▸ **Records for the task**
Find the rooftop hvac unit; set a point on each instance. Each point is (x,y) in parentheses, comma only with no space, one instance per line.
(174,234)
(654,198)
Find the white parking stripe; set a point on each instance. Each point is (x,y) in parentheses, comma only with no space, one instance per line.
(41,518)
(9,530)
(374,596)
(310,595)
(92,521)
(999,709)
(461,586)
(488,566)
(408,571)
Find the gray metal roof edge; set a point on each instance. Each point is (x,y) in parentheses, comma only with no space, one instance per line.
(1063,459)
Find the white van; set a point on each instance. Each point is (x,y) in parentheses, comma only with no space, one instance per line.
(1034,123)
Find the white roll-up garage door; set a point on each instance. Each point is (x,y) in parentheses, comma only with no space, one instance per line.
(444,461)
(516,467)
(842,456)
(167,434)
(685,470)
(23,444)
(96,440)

▸ **Task**
Copy out the data exactly as it stands, leaving nothing out.

▸ **Output of the exercise**
Find the rooftop hvac unit; set a point on each instance. Each point is (x,y) in parentheses, comma only with no space, one instance per line.
(174,234)
(654,198)
Find the white parking stripe; set a point on each instance. Each point is (x,y) in parentheses, comma only with no space, one instance per line.
(41,518)
(9,530)
(374,596)
(310,595)
(92,521)
(999,709)
(461,586)
(488,566)
(408,571)
Find the gray metal roof edge; set a point on each instance. Each point is (x,y) in parentheses, comma only with no space, one instance per line.
(1063,459)
Find the white van; set a point on each instance. Each point is (x,y) in parentheses, comma only with no space, one instance per line.
(1034,123)
Find the white roll-up garage door; set a point on each instance. Each point is (x,y) in parentheses, comma only with no space, one instance per line.
(444,461)
(516,467)
(842,456)
(167,434)
(685,470)
(23,444)
(96,440)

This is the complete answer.